=== Records ===

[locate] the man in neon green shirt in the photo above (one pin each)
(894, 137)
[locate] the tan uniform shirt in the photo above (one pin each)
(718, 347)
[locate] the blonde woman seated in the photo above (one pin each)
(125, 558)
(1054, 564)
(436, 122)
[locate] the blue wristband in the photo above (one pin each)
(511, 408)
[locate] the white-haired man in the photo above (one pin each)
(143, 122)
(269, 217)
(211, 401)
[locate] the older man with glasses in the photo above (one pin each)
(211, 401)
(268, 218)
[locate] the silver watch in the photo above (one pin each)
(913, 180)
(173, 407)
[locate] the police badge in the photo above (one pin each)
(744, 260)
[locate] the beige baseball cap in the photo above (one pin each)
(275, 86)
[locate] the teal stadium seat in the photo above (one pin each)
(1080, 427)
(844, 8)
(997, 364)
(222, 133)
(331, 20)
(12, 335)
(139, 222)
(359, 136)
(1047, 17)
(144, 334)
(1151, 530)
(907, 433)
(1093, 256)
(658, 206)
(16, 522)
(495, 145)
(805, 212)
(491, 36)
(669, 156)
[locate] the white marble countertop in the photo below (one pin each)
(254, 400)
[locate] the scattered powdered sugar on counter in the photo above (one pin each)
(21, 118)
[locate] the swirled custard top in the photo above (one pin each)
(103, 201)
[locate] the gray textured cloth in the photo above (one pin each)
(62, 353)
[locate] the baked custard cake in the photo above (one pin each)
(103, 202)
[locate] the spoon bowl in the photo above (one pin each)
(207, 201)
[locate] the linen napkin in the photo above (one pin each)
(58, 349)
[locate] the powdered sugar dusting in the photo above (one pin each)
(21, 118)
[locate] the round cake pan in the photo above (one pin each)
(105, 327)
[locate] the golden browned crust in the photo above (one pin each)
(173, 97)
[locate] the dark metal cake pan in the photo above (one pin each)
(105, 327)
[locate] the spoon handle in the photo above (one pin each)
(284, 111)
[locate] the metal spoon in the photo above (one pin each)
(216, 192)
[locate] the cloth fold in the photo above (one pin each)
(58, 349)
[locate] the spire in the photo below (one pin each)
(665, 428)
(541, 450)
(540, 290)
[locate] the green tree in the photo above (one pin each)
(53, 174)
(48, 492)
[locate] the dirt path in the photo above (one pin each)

===

What is required
Copy every one of the records above word for word, keeping each line in its original order.

Finished answer
[locate] the man in neon green shirt in the photo above (one pin each)
(894, 137)
[locate] the tan uniform shirt in the photo above (one pin each)
(718, 347)
[locate] the blonde woman seated in the photo above (one pin each)
(125, 558)
(1054, 564)
(436, 122)
[locate] the blue wristband in the photo above (one pin each)
(511, 408)
[locate] the white-haired man in the photo above (one pin each)
(143, 122)
(269, 217)
(211, 401)
[locate] the older man with glasses in the photo above (one pin each)
(211, 401)
(268, 218)
[locate] the silver watch in the photo above (one pin each)
(913, 180)
(173, 407)
[locate] the police badge in the photo above (one pin each)
(744, 260)
[locate] the beige baseball cap in the photo above (one pin each)
(275, 86)
[locate] the teal stadium seat in the photo above (one pin each)
(1080, 427)
(844, 8)
(997, 364)
(222, 133)
(331, 20)
(12, 335)
(139, 222)
(359, 136)
(1047, 17)
(144, 334)
(1151, 530)
(907, 433)
(1093, 256)
(658, 206)
(16, 522)
(495, 145)
(805, 212)
(491, 36)
(669, 156)
[locate] the white marble countertop in the photo below (one pin each)
(254, 400)
[locate] the scattered powdered sugar on counter in the photo above (one pin each)
(21, 118)
[locate] the swirled custard top in the photo above (one pin each)
(103, 201)
[locate] the gray textured cloth in the photo above (one pin each)
(62, 353)
[locate] the baked custard cake in the photo above (one pin each)
(103, 202)
[locate] the spoon bowl in the photo above (one pin each)
(207, 201)
[locate] the linen napkin in the photo above (one pin each)
(58, 349)
[locate] the powdered sugar dusting in the photo above (one pin each)
(21, 118)
[locate] the round cake pan in the photo above (one pin each)
(105, 327)
[locate] the golden browned crust in the photo above (one pin each)
(173, 97)
[locate] the dark metal cake pan in the photo above (one pin each)
(105, 327)
[locate] the spoon handle in the photo above (one pin each)
(284, 111)
[locate] the metal spoon in the photo above (one pin each)
(216, 192)
[locate] the cloth fold in the photo above (one pin each)
(58, 349)
[locate] the spire in the photo below (one pin each)
(665, 428)
(541, 450)
(540, 290)
[locate] the green tree in the photo above (one pin each)
(53, 174)
(48, 492)
[locate] the dirt path in the photo above (one pin each)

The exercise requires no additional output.